WHAT YOU HAVE TO DO
Reproduce the PyCUDA kernel post word for word, starting with "Consider the following" and going on through "void kern(double *v)".

SELECTION
===
2

Consider the following Python code:

from numpy import float64
from pycuda import compiler, gpuarray
import pycuda.autoinit

# N > 960 is crucial!
N = 961
code = """
__global__ void kern(double *v)
{
    double a = v[0]*v[2];
    double lmax = fmax(0.0, a), lmin = fmax(0.0, -a);
    double smax = sqrt(lmax),   smin = sqrt(lmin);

    if(smax > 0.2) {
        smax = fmin(smax, 0.2)/smax ;
        smin = (smin > 0.0) ? fmin(smin, 0.2)/smin : 0.0;
        smin = lmin + smin*a;

        v[0] = v[0]*smin + smax*lmax;
        v[2] = v[2]*smin + smax*lmax;
    }
}
"""
kernel_func = compiler.SourceModule(code).get_function("kern")
kernel_func(gpuarray.zeros(3, float64), block=(N,1,1))

Executing this gives:

Traceback (most recent call last):
  File "test.py", line 25, in <module>
    kernel_func(gpuarray.zeros(3, float64), block=(N,1,1))
===
EXTRACTED ENTRIES
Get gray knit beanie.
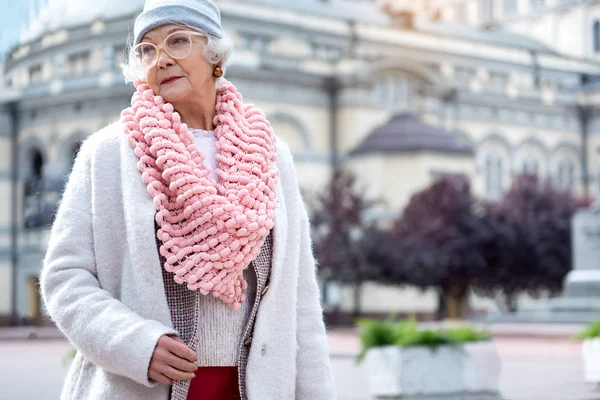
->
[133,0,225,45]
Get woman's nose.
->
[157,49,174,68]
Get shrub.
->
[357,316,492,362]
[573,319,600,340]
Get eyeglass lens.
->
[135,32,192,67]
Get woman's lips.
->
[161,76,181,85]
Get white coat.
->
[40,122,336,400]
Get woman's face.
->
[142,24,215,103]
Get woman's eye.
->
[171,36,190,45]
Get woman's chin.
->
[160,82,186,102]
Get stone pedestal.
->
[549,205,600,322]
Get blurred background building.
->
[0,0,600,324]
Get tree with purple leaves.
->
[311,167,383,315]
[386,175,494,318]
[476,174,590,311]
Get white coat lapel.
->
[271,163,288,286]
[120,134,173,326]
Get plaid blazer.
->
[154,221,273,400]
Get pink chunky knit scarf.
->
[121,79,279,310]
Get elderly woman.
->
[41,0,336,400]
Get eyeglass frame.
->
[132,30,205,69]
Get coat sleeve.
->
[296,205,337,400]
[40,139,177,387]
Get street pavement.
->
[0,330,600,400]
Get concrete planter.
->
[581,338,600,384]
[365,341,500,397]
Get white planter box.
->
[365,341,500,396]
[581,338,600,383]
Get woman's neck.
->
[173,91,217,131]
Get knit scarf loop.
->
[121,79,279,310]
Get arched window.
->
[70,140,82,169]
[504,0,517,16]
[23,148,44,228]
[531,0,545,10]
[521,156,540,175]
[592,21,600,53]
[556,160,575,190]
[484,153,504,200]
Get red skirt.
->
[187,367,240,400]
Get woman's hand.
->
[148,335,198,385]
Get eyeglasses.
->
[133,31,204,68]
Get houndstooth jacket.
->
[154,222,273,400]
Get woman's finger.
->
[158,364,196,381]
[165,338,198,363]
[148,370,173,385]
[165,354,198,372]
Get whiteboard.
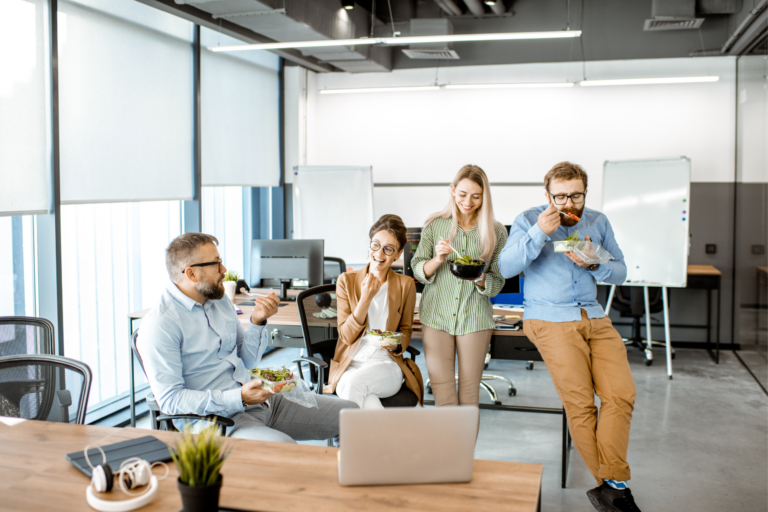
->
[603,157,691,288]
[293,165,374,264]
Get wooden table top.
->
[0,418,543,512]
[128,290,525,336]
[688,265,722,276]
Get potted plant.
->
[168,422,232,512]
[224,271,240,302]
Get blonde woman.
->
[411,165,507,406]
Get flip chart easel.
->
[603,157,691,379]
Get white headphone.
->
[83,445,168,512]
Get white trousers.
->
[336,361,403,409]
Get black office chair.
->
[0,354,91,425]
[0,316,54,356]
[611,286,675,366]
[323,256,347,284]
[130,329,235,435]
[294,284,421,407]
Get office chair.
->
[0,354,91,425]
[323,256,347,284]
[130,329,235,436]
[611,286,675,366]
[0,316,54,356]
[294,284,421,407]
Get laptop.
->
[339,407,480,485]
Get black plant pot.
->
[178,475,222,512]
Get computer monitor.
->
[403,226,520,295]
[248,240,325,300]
===
EXERCISE OUTPUT
Consider the following Python code:

from numpy import float64
from pycuda import compiler, gpuarray
import pycuda.autoinit

# N > 960 is crucial!
N = 961
code = """
__global__ void kern(double *v)